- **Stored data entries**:
☆ ☆ ☆ ☆ ☆ ☆ ☆
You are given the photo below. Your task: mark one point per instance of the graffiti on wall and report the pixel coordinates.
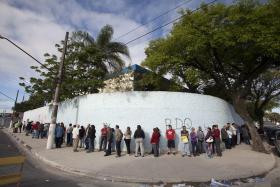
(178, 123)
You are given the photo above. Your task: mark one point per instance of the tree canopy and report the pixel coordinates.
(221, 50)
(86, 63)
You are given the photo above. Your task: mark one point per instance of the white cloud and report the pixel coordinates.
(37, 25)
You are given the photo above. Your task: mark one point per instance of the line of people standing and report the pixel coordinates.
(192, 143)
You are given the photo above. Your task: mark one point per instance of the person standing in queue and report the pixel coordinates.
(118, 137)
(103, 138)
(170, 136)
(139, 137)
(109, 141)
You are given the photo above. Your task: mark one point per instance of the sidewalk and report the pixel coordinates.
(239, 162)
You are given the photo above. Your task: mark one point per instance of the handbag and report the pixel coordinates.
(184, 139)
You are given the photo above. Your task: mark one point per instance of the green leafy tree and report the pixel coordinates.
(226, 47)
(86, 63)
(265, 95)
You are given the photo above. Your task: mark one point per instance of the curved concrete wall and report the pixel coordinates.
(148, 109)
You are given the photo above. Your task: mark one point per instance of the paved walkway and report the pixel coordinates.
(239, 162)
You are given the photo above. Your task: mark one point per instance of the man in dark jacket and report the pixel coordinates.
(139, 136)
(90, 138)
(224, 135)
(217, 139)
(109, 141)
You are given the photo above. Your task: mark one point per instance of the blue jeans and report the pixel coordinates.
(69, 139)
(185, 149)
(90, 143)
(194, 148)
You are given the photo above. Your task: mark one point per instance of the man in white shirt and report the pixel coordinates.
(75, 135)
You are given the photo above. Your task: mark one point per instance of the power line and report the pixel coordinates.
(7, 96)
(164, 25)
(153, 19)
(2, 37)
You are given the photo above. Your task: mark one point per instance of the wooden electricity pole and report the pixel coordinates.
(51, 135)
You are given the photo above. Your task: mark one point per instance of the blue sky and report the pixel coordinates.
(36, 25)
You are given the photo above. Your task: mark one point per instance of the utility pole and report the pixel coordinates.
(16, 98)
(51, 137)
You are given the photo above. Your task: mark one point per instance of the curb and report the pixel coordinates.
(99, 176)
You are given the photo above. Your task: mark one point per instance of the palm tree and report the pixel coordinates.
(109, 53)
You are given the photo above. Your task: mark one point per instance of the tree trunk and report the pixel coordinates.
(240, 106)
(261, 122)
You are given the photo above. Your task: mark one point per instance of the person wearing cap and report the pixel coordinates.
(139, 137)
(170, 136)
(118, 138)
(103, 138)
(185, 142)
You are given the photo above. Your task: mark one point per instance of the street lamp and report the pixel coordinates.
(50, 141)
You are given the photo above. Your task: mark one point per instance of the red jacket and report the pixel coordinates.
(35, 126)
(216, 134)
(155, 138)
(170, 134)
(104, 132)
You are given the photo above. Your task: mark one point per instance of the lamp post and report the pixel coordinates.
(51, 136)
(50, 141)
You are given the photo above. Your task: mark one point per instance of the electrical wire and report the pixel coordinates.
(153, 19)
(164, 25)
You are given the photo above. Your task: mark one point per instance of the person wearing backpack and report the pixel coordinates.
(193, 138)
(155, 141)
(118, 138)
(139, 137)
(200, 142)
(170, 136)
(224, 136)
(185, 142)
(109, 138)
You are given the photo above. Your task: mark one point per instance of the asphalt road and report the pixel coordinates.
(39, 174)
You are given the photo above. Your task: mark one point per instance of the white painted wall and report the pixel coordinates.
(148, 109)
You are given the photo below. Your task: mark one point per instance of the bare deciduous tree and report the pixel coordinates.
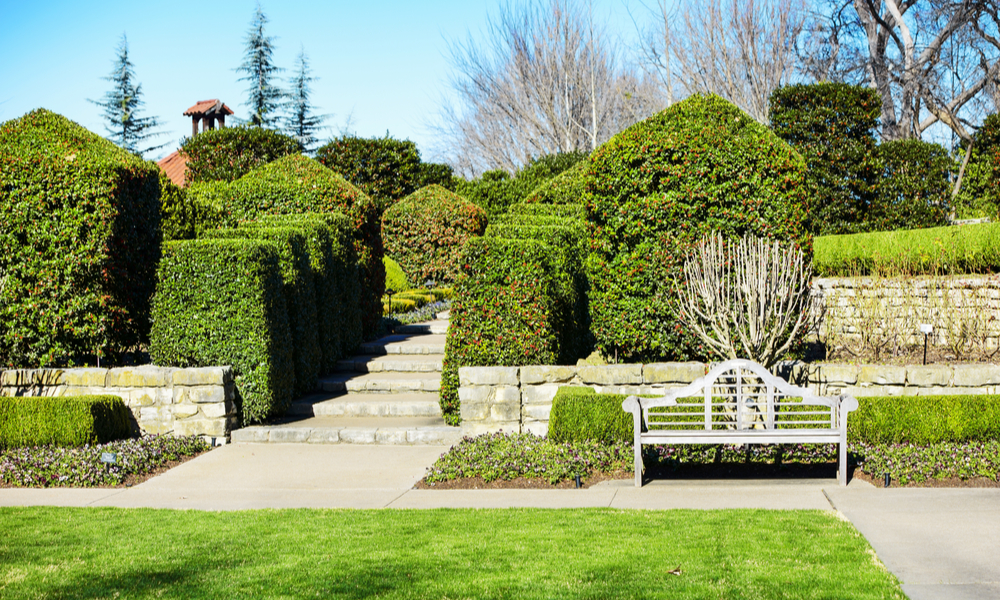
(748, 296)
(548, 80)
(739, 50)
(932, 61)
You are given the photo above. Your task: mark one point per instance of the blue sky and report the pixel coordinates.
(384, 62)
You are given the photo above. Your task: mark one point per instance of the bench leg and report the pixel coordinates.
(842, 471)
☆ ☆ ☆ ☆ ☆ ☆ ☆
- **Problem description**: An answer that restates all the entries exactly and drops the images is what is needed.

- **Your solution**:
You are given the photo below. Your task: mark one point per instance of the graffiti on wall and report the pixel coordinates.
(178, 123)
You are given the photo above. Your task: mark one point per instance of the tree canopy and report the pixel coordinates.
(221, 50)
(86, 63)
You are given the photo above. Your task: mark one point per instance of the white cloud and report the pixel coordinates.
(37, 25)
You are given the photo above. Your task: mark one point per instance of the line of people standing and report the pixel coordinates.
(192, 143)
You are given the photo above. Your task: mark one point per instance of the person standing in queue and report the pixel coordinates.
(118, 137)
(103, 138)
(170, 136)
(139, 137)
(109, 141)
You are given the photo above. Your task: mark one point per instance of the sidewalk and report the pixel coordinates.
(239, 162)
You are given the photo above. Your task: mark one point per instance of the handbag and report the pixel coordinates.
(184, 139)
You are given the photo above. Your task: mark one point per instance of the green leafy tree and report the pixel coordinates.
(226, 47)
(86, 63)
(265, 95)
You are given the photo above. Your task: mark one point per instance of the curved concrete wall and report the pixel coordinates.
(148, 109)
You are given the photo above. Your task: mark one point per instance of the paved walkway and report the pixel coordinates.
(239, 162)
You are given the photo above. Your task: mark one point per instance of the man in dark jacket and report the pixel coordinates.
(139, 136)
(90, 138)
(224, 135)
(217, 139)
(109, 141)
You are given the photo above. Your task: mark one point per instance of the blue jeans and report the pixel coordinates.
(69, 139)
(185, 149)
(90, 143)
(194, 148)
You are given the photo above. Your task: mark one point per instance of the man in white shirt and report the pixel coordinates.
(75, 135)
You are given the photo above. Your task: mark one point per instance of the power line and report the pixel coordinates.
(7, 96)
(164, 25)
(153, 19)
(2, 37)
You are given the photo above. Your task: mark one point per instance of the wooden electricity pole and report the pixel coordinates.
(51, 135)
You are given the photo above. Your task: mark one point per instance of the blue sky and report the pixel coordinates.
(36, 25)
You are given the photo above. Your task: mark one point per instance of the utility pole and report the pixel coordinates.
(16, 98)
(51, 137)
You are given the photo above. Your task: mark one point per instance of the curb and report the pixel coordinates.
(99, 176)
You are given the photo above. Your task: mark one point per instance of the palm tree and report the pixel coordinates.
(109, 53)
You are given the photo above. Your task: mark one point per instance of the tree trunk and report the pixel coordinates.
(240, 106)
(261, 122)
You are given the photo above. Your task: mark one point per instance of the person wearing cap and report the pixel coordinates.
(139, 137)
(170, 136)
(118, 138)
(103, 138)
(185, 142)
You are given the photo above. Your task: mark one point per instance of the street lamp and report the pixel coordinates.
(50, 141)
You are given the photo above. Your task: mark one point per instance of the red jacket and report the pixel coordinates.
(35, 126)
(216, 134)
(155, 138)
(170, 134)
(104, 132)
You are given the photo above. Your task: mark one point per instance of the lamp post and report the pixel coordinates.
(51, 136)
(50, 141)
You are given the photo above. Your task: mark one point per instance of the electrical wire and report the pixel coordinates.
(153, 19)
(164, 25)
You are given the photo above. Your task: mark one point per instance of the person wearing backpack and report the pixel coordinates.
(193, 138)
(155, 141)
(118, 138)
(139, 137)
(200, 142)
(170, 136)
(224, 136)
(185, 142)
(109, 138)
You are given the photo above. Your task: mark one point per instance of the asphalt road and report the pixel coordinates.
(39, 174)
You are given the photo above. Your task: mark one point per instance of the white painted wall and report the pixel coordinates.
(148, 109)
You are given the photo below. Your task: mark one point per instance of the bare deciduous tree and report the pixel coordinates.
(748, 296)
(548, 80)
(739, 50)
(932, 61)
You are given the photo above. Your task: mark one point per instance of the blue sky and report the pixel coordinates.
(384, 62)
You are given the photo above. Your task: mark one point per instance of the bench leg and report the pixel coordinates.
(842, 471)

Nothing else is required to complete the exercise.